WHAT THE TASK ASKS:
Print every record below exactly, minus the pictures.

Start of EXTRACTED RECORDS

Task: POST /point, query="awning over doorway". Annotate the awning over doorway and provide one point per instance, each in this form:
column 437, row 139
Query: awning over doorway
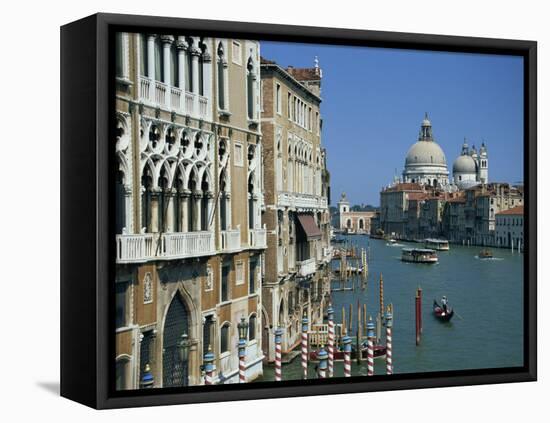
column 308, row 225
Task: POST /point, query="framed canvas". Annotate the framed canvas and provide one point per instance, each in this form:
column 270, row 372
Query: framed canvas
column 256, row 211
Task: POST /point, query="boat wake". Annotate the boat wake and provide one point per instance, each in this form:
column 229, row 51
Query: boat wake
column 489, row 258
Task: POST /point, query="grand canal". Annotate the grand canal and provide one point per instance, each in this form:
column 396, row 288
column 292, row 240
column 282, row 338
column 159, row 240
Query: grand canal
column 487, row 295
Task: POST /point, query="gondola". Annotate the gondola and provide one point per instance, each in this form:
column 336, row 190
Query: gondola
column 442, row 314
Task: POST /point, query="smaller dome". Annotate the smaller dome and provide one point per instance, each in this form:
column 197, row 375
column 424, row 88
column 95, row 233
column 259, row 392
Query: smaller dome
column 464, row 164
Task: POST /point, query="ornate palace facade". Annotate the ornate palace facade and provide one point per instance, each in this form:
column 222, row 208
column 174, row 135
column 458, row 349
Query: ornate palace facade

End of EXTRACTED RECORDS

ANSWER AREA:
Task: POST /point, query="awning over doorway". Annotate the awning over doorway and provide one point per instance, each in this form:
column 437, row 139
Query: awning over doorway
column 308, row 225
Task: POST /point, query="framed canvas". Annotate the framed canvas and provide one point per instance, each in this form:
column 270, row 372
Query: framed canvas
column 256, row 211
Task: POST /point, query="boat wake". Annotate the boat wake and provide one point per instance, each in this form:
column 229, row 51
Query: boat wake
column 489, row 258
Task: POST /point, query="grand canal". Annotate the grand canal and provide one point per instance, each in this form:
column 396, row 288
column 292, row 240
column 282, row 338
column 159, row 240
Query: grand canal
column 487, row 295
Task: POST /point, query="gondola". Annotate the gondola and provide one point per instance, each in this form:
column 336, row 190
Query: gondola
column 442, row 314
Task: POST /point, query="smaller dome". Annotate the smaller dome and provide one point per instance, each in this form:
column 197, row 375
column 424, row 88
column 95, row 233
column 259, row 392
Query: smaller dome
column 464, row 164
Task: POST /point, query="ornate palace facade". Annotate the ornate palace facade and provide one point per instance, each in this form:
column 222, row 208
column 174, row 135
column 458, row 349
Query: ornate palace facade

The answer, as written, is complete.